▸ EXTRAIT DU DOCUMENT:
----
Commerce international : Donald Trump maintient une pression maximale sur Pékin

Les négociations commerciales entre les deux pays ne sont pas rompues. Toutefois, l'augmentation des taxes américaines, sur 200 milliards de dollars d'importations chinoises, est désormais entrée en vigueur. Les Etats-Unis menacent, par ailleurs, d'augmenter les droits de douane sur quasiment tout le reste des importations de Chine.
(Crédits : JONATHAN ERNST)

Donald Trump a maintenu une pression maximale sur la Chine, ordonnant vendredi soir à ses services de lancer la procédure en vue d'imposer des droits de douane sur la quasi totalité des importations de produits chinois. Pour autant les négociations commerciales vont se poursuivre, selon Pékin.

Depuis le début de la semaine, le président américain a oscillé entre signes d'apaisement et menaces envers le géant asiatique. Il n'a pas varié vendredi à l'issue d'une session express de négociations à Washington.

Après avoir assuré que les discussions sur le commerce avec Pékin avaient été "franches" et "constructives", il a mis à exécution la menace qu'il brandissait depuis plusieurs mois.

"Le président nous a ordonné de démarrer le processus d'augmentation des droits de douane sur quasiment tout le reste des importations de Chine, évalué à environ 300 milliards de dollars", a indiqué Robert Lighthizer, représentant américain au Commerce (USTR), dans un communiqué. La procédure doit démarrer lundi.

A présent, plus de 250 milliards de dollars d'importations en provenance du géant asiatique sont frappés par des tarifs douaniers punitifs. Et ces derniers sont passés vendredi de 10% à 25% pour 200 milliards de ces importations.

Poursuite des négociations

Le lancement de la procédure pour taxer les quelque 300 milliards d'importations restantes doit faire l'objet d'une notification publique. De plus, la décision d'y procéder ou non doit être précédée d'une période de consultations. La mesure ne serait donc probablement pas effective avant plusieurs mois.

Cette annonce est donc davantage une façon de ne pas desserrer l'étau sur Pékin. Mais elle pourrait aussi compromettre l'issue des négociations. Sur ce point, Donald Trump est resté vague vendredi, indiquant que les discussions allaient se poursuivre mais à une date indéterminée.

De son côté, le chef des négociateurs chinois Liu He a expliqué que les pourparlers commerciaux avec les Etats-Unis allaient se poursuivre à Pékin en dépit des obstacles. "Les négociations n'ont pas échoué, au contraire (les obstacles sont) un revirement normal dans les négociations (...) c'est inévitable" entre les deux pays, a indiqué M. Liu devant des médias chinois à l'issue des pourparlers.
----
▸ Extraits d'un jeu de données d'annotation de localisation:
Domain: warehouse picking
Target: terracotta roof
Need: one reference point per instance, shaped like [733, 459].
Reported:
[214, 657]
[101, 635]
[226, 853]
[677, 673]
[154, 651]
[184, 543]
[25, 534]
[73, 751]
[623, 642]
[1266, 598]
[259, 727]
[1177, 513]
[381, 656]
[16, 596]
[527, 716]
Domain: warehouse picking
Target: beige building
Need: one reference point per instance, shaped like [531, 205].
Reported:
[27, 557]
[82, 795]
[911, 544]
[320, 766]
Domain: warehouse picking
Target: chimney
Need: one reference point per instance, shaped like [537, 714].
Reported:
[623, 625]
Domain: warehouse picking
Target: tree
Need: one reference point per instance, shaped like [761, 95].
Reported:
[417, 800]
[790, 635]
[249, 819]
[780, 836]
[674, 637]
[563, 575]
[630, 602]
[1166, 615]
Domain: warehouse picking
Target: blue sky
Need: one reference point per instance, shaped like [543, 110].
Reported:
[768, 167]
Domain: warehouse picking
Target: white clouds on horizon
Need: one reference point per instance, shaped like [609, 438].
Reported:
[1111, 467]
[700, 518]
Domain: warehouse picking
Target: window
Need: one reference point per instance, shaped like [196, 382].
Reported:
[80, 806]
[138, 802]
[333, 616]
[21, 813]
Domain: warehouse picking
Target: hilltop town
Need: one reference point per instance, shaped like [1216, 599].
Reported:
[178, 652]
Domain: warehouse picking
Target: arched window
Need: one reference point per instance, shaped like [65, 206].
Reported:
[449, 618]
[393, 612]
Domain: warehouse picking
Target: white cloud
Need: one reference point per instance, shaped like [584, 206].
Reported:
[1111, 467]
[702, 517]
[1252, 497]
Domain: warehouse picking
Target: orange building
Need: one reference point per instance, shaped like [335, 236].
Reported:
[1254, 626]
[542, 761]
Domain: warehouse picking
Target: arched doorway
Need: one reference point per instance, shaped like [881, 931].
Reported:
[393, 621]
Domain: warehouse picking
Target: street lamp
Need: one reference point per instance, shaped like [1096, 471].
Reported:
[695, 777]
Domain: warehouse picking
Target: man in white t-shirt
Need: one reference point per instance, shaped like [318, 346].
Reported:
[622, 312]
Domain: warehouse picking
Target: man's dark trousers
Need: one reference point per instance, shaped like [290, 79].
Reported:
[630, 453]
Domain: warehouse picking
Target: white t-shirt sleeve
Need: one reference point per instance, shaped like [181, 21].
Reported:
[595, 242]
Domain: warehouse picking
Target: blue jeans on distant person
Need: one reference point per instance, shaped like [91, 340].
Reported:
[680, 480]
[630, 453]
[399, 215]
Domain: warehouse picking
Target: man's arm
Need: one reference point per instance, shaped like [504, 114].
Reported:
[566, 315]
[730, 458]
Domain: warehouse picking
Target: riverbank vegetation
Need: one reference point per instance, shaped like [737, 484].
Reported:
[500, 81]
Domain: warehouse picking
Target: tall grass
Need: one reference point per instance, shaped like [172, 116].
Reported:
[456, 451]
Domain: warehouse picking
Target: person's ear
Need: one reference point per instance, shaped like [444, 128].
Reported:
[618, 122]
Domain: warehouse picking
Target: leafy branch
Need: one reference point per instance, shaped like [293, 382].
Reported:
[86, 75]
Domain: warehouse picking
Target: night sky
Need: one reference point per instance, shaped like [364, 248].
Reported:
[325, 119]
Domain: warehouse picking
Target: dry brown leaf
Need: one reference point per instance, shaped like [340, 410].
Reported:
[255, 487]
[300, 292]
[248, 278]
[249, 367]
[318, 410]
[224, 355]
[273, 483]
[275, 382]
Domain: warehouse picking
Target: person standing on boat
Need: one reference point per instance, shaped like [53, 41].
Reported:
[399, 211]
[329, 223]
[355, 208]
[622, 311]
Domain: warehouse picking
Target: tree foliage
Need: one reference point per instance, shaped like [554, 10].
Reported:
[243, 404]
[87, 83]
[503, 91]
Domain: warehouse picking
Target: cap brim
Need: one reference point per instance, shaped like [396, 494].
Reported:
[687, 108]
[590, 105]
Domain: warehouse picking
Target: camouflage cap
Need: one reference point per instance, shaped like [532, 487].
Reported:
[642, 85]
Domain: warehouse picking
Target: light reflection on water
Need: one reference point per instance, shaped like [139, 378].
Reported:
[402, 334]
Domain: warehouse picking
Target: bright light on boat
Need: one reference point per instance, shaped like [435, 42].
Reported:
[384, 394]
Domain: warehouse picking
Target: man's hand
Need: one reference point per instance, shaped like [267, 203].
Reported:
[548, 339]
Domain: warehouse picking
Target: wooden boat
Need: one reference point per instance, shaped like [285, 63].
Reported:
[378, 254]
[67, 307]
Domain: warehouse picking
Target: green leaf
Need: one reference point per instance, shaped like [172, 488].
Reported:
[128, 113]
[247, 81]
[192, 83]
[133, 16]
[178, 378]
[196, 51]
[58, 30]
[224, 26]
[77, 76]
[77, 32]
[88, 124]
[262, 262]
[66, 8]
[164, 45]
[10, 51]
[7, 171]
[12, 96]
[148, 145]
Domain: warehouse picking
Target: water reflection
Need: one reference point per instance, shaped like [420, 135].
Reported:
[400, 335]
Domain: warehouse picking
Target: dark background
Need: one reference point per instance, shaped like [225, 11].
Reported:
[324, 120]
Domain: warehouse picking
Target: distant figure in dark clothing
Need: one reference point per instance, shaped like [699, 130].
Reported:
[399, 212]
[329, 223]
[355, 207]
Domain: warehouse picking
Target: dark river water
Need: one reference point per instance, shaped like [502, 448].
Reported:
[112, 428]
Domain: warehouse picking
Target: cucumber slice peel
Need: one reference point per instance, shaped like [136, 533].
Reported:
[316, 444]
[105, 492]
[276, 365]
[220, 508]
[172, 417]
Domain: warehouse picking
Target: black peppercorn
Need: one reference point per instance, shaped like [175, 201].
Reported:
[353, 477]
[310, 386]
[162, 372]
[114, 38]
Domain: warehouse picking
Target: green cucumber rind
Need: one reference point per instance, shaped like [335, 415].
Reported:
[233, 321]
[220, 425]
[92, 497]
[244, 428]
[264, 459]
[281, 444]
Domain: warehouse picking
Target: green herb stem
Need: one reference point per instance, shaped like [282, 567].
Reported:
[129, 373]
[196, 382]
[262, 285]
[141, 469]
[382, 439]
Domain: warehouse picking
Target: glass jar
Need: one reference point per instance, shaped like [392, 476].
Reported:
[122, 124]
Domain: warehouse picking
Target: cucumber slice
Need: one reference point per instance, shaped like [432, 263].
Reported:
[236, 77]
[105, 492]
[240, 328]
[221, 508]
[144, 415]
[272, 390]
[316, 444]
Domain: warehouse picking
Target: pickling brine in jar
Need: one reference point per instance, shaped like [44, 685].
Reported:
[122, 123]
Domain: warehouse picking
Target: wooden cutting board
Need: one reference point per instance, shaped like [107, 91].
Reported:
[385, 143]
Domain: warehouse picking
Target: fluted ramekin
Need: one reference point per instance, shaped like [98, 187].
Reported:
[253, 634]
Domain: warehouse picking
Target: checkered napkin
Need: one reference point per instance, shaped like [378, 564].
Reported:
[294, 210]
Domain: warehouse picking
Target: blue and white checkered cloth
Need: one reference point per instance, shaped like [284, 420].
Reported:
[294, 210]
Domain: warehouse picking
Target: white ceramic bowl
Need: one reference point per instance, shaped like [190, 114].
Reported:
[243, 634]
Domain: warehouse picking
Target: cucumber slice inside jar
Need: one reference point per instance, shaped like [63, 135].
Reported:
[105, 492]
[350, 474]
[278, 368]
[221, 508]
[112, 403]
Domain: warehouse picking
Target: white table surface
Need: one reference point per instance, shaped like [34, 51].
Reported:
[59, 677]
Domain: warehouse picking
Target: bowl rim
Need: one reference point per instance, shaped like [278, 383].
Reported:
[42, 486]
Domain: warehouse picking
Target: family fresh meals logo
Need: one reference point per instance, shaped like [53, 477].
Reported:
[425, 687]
----
▸ CONSIGNES:
- A) Relevez toutes les personnes désignées par leur nom dans l'article sur le commerce sino-américain.
- B) Poursuivez la rédaction de l'article sur le commerce sino-américain à la suite de sa dernière phrase.

▸ RÉSULTATS PAR CONSIGNE:
- A) Donald Trump, Robert Lighthizer, Liu He

- B)
Trois points de désaccord

Le négociateur, considéré comme un très proche du président Xi Jinping, a fait état de "trois points de désaccord" persistant entre les deux puissances.

"Si nous parvenons à un accord, les droits de douane punitifs devront être retirés", a-t-il prévenu. M. Liu a également souligné un différend sur le montant des importations de produits américains supplémentaires que Pékin s'est engagé à acheter pour réduire l'énorme déséquilibre commercial entre les deux pays.L'administration Trump avait déploré lundi que Pékin soit revenu sur ses engagements.

En troisième point de friction, le négociateur chinois a évoqué le texte final d'un éventuel accord."(Il) doit être équilibré", a prévenu Liu He.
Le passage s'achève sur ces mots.